▸ Set problem:
Please revise the material starting at the line containing "Place a dot on every instance of the sunglasses, one" and ending at the last line, replacing "dot" with "marker" and leaving everything else unchanged. Return only those lines.

▸ Records for this exercise:

[Start]

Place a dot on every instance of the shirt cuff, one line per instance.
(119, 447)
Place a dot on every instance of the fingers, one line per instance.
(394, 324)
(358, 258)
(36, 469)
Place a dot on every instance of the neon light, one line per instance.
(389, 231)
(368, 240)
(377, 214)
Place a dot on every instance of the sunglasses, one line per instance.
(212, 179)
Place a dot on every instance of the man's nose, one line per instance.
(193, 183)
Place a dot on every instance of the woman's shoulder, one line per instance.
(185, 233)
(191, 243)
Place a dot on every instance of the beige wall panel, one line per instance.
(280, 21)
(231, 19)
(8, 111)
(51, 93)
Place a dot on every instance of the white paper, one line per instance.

[End]

▸ Worked solution:
Place a marker on every instance of the sunglasses, one line per instance.
(212, 179)
Place a marker on every instance of the man's nose, one line per instance.
(193, 183)
Place a marker on every instance of the woman's shoulder, one line per instance.
(185, 233)
(191, 243)
Place a marker on every instance of the beige wall panel, one line per instance.
(280, 21)
(231, 19)
(8, 111)
(51, 93)
Place a marker on every instance of the white paper, one line per instance.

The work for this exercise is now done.